*FRAGMENTO DEL DOCUMENTO*:
>>>

Al día siguiente, martes, viajamos a Toronto. Después de un buen madrugón logramos dejar las maletas en Consigna del JFK y embarcar rumbo a Canadá. Si, un nuevo sello en nuestro pasaporte, y un frío helado al llegar nos dio la bienvenida. La anécdota la tuvimos al entrar, en la entrevista con la policía montada del Canadá (pero sin montar, no es plan tener caballos dentro de un aeropuerto...), que no se creía que lleváramos viajando un par de semanas por Estados Unidos con tan solo una mochila.


-          ¿Qué venís a hacer a Canadá?
-          Ver las cataratas.
-          ¿Y cómo tenéis pensado ir?
-          No tenemos ni idea, miraremos cuál es la mejor opción, si bus o tren.
-          ¿En serio?. En fin -escaneo de arriba abajo con la mirada- Podéis pasar.

Nos estuvimos riendo todo el viaje en taxi hasta el hotel.  A una muchacha con rasgos orientales que estaba por delante de nosotros en la cola de Aduanas, poco más y le hace desnudarse después de haberle abierto todas las maletas, los neceseres, bolsos, enseñado facturas, etc. Nosotros debimos caerle en gracia, o simplemente, no quiso aventurarse a oler la ropa sucia acumulada en la mochila desde hacía dos semanas...

<<<

*DATOS MOSTRADOS*:

>>>

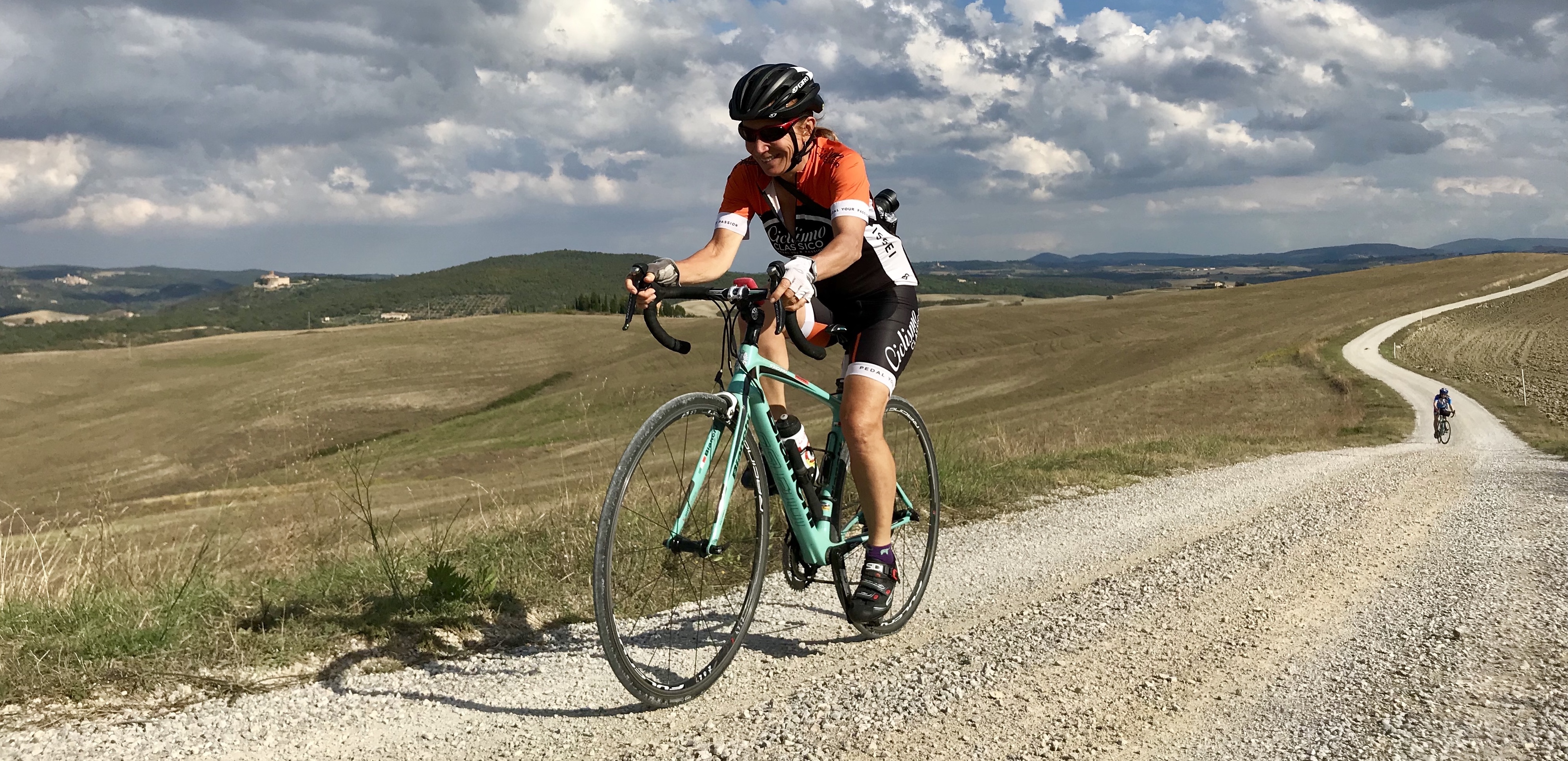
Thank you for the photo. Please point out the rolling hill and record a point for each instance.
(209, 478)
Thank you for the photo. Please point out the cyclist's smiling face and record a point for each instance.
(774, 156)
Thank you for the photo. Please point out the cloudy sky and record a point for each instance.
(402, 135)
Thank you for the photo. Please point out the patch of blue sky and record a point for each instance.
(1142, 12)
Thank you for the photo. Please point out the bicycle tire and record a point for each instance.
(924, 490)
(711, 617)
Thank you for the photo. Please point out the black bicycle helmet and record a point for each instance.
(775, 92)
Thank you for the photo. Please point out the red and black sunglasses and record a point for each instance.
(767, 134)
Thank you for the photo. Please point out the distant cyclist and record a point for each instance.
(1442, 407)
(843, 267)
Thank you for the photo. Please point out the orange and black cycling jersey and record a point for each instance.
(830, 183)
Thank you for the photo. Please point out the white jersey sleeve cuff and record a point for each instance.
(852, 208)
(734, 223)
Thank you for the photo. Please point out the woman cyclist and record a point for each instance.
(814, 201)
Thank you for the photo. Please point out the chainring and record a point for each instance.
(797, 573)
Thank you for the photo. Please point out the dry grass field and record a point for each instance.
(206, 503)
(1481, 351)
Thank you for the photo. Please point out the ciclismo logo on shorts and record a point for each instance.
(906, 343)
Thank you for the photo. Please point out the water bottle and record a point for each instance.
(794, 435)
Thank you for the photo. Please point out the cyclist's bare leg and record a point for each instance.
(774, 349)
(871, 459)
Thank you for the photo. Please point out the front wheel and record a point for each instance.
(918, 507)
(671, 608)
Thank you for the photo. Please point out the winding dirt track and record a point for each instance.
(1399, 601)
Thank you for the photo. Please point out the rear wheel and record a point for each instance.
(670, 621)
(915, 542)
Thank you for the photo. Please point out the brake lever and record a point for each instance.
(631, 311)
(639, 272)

<<<
>>>

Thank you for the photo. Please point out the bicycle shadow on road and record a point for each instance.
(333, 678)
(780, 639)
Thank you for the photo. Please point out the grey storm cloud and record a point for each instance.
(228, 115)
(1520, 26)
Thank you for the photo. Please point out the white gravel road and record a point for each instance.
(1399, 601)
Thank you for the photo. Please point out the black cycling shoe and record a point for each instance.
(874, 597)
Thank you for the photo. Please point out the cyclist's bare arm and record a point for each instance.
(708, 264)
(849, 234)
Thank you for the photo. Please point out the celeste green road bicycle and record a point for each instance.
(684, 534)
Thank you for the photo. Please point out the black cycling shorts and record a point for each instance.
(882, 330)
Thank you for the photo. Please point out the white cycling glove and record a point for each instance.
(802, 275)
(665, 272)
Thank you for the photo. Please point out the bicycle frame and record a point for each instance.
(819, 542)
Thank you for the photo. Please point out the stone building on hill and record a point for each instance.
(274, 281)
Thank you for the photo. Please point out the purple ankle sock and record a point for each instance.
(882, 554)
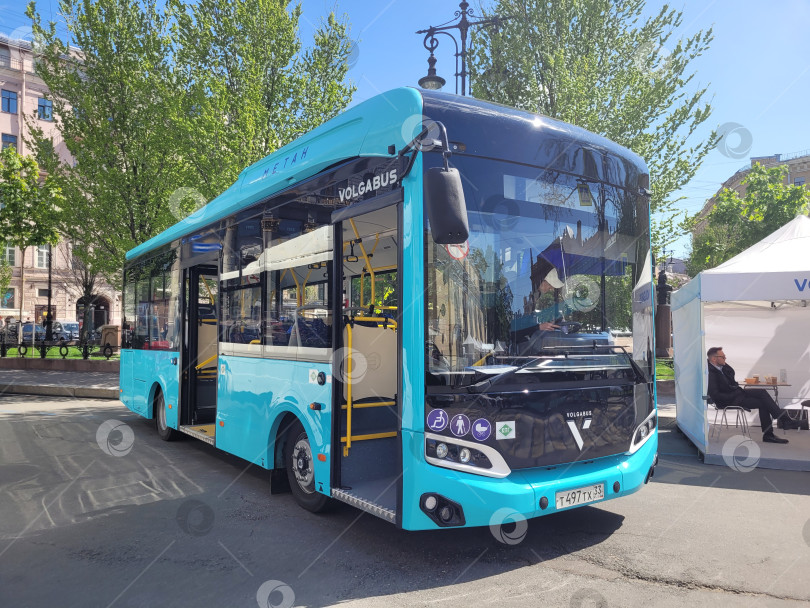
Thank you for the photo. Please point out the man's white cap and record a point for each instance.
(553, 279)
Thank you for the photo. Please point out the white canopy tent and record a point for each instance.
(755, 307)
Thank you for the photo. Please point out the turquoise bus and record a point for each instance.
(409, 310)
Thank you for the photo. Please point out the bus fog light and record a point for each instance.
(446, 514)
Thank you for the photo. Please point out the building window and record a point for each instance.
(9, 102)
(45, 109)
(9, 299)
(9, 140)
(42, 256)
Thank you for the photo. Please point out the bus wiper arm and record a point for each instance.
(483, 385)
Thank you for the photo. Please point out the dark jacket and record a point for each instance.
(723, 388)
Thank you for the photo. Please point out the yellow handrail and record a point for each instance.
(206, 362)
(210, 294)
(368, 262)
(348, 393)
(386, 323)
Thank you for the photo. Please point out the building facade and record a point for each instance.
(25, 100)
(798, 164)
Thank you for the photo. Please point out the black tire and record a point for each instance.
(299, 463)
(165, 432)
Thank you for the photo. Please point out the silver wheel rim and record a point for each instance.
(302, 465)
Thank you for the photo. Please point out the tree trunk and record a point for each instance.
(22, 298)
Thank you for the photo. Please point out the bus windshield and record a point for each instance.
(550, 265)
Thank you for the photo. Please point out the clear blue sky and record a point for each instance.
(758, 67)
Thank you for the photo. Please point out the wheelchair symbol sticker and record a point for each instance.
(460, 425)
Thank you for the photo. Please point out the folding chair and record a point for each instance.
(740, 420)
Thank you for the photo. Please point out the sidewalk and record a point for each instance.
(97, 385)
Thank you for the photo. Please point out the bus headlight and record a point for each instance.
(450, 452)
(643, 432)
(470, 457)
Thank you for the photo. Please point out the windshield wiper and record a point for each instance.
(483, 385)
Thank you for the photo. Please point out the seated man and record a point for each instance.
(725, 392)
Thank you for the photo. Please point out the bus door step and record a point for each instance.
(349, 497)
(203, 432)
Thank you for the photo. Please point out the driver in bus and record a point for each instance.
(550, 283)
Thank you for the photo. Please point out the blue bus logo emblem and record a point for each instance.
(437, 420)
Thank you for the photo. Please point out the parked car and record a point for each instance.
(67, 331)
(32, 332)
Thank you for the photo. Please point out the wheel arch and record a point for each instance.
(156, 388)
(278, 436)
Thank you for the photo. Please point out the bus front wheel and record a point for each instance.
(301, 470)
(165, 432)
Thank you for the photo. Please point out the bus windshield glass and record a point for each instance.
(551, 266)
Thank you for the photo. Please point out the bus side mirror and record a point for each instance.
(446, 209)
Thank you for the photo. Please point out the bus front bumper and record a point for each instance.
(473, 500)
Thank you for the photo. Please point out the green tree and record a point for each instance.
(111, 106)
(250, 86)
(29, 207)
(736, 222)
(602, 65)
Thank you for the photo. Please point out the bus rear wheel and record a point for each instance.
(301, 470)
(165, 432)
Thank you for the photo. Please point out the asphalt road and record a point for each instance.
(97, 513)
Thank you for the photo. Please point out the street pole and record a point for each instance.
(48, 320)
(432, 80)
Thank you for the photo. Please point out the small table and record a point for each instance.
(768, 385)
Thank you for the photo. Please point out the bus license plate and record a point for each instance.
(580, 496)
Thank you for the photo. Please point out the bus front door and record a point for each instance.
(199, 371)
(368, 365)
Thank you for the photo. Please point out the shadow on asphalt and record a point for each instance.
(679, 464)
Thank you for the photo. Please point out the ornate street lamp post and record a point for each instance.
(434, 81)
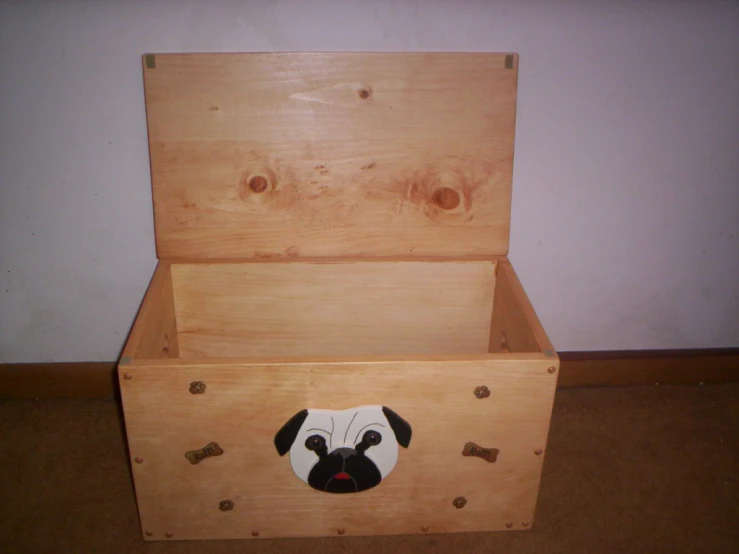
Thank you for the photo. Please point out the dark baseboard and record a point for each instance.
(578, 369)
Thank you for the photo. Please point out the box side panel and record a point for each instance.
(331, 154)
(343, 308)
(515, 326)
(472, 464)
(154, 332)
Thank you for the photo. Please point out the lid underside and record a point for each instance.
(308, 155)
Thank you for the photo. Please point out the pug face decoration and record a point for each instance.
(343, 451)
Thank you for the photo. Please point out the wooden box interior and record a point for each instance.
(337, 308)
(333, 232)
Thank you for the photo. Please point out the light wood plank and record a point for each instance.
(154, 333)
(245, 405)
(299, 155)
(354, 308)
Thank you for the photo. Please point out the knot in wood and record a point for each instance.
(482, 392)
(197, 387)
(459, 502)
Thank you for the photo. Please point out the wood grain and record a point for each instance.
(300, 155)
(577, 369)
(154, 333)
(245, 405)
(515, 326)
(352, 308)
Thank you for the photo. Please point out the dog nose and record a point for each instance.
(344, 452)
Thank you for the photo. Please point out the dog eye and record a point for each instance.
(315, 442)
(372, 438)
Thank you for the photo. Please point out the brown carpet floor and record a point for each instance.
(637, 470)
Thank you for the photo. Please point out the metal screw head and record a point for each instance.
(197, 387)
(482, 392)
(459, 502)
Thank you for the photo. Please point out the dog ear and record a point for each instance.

<<<
>>>

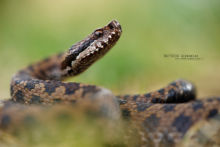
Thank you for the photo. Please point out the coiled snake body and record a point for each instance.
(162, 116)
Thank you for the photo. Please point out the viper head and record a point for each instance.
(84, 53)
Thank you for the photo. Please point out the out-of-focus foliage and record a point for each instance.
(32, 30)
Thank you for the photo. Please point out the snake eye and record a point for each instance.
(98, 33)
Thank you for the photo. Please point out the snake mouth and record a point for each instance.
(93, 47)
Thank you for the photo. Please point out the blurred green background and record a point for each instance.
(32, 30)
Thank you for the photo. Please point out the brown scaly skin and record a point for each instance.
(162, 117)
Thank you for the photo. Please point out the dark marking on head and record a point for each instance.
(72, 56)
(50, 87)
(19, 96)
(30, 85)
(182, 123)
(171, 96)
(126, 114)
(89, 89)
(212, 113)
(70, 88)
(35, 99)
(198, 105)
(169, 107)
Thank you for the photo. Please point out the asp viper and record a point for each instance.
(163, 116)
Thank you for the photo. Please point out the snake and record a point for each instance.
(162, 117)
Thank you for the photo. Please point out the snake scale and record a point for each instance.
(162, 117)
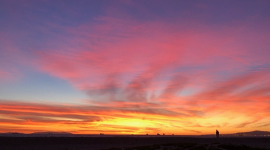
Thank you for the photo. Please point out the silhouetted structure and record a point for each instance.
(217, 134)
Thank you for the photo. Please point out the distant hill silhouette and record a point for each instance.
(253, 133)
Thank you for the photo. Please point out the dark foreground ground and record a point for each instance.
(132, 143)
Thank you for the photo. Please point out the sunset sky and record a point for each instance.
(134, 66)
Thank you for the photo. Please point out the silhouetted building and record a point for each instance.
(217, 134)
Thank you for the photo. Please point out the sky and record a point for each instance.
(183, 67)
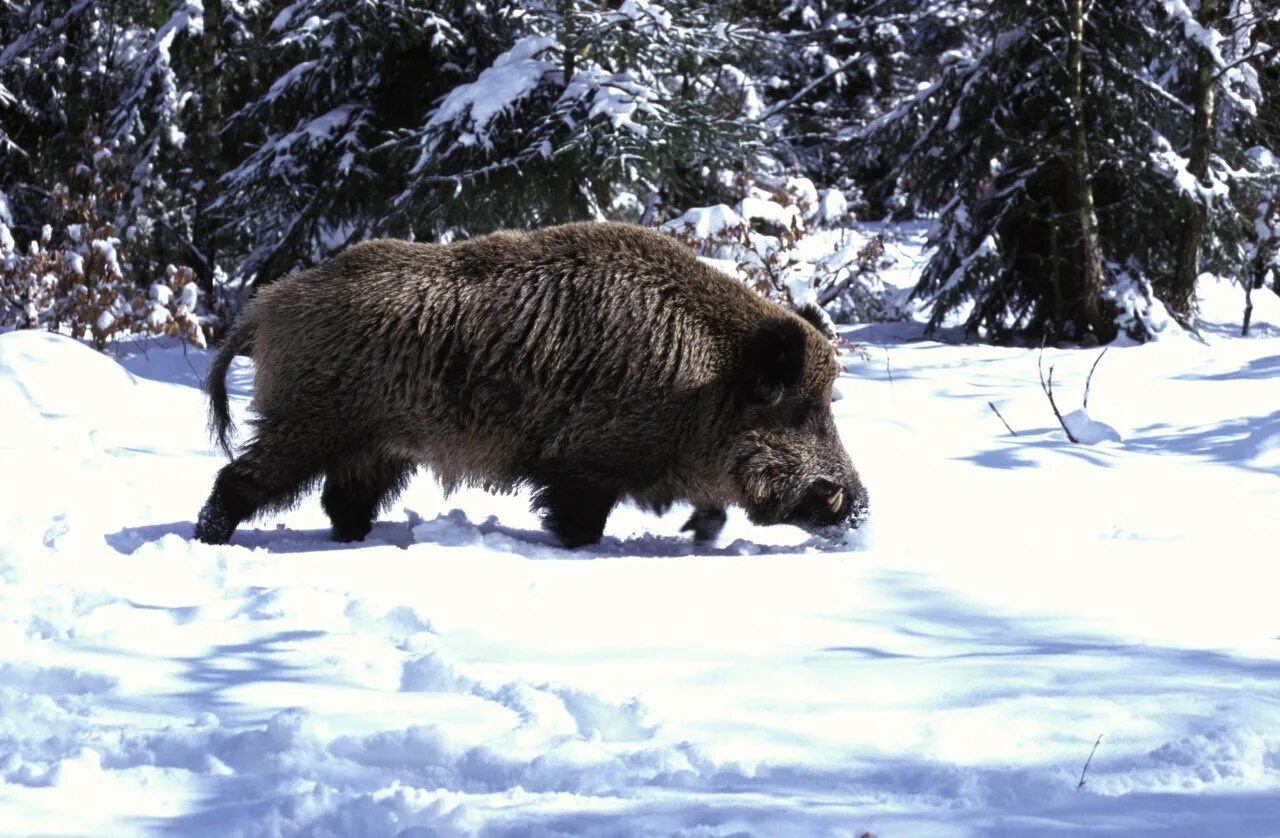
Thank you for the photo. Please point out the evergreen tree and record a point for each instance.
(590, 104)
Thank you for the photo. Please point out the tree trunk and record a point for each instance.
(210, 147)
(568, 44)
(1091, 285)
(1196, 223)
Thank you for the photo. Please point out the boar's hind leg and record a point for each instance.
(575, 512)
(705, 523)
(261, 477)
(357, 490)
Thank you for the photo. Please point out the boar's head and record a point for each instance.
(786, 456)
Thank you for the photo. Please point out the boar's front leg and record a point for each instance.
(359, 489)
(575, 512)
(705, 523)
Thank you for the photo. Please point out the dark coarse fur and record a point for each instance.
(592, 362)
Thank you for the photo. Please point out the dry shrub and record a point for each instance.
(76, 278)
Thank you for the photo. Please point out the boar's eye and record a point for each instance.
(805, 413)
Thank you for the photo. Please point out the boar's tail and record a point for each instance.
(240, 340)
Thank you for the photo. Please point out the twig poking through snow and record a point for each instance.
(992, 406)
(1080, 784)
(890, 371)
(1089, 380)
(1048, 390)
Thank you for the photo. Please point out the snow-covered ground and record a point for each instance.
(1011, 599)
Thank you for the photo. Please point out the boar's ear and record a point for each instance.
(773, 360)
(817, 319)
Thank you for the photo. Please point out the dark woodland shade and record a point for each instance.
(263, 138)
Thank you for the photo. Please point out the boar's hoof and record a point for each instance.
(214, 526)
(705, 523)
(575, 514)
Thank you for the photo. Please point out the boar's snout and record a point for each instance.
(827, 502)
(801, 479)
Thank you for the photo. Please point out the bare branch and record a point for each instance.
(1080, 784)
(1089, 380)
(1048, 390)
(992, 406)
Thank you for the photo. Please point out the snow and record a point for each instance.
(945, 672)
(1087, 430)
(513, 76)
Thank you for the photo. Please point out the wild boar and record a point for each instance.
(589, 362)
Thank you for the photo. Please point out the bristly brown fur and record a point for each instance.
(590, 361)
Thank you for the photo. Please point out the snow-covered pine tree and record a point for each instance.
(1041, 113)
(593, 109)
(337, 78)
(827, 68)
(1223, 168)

<<<

*ACCIÓN REQUERIDA A*: Enumera todas las preguntas que la policía formula en el relato.
*ACCIÓN REQUERIDA B*: Resume el relato en dos oraciones.
*ACCIÓN REQUERIDA C*: Copia el fragmento del relato que va desde "Al día siguiente, martes, viajamos" hasta "solo una mochila.".
El material no tiene ningún papel en esto.

*RESULTADO A*:
- ¿Qué venís a hacer a Canadá?
- ¿Y cómo tenéis pensado ir?
- ¿En serio?

*RESULTADO B*: El martes, quienes narran dejaron las maletas en la consigna del JFK y viajaron a Toronto, donde los recibió un frío helado. En la entrevista de entrada, la policía montada del Canadá no se creía que llevaran un par de semanas viajando por Estados Unidos con solo una mochila, pero los dejó pasar, mientras que a una muchacha de la cola de Aduanas le abrieron todas las maletas.

*RESULTADO C*:
Al día siguiente, martes, viajamos a Toronto. Después de un buen madrugón logramos dejar las maletas en Consigna del JFK y embarcar rumbo a Canadá. Si, un nuevo sello en nuestro pasaporte, y un frío helado al llegar nos dio la bienvenida. La anécdota la tuvimos al entrar, en la entrevista con la policía montada del Canadá (pero sin montar, no es plan tener caballos dentro de un aeropuerto...), que no se creía que lleváramos viajando un par de semanas por Estados Unidos con tan solo una mochila.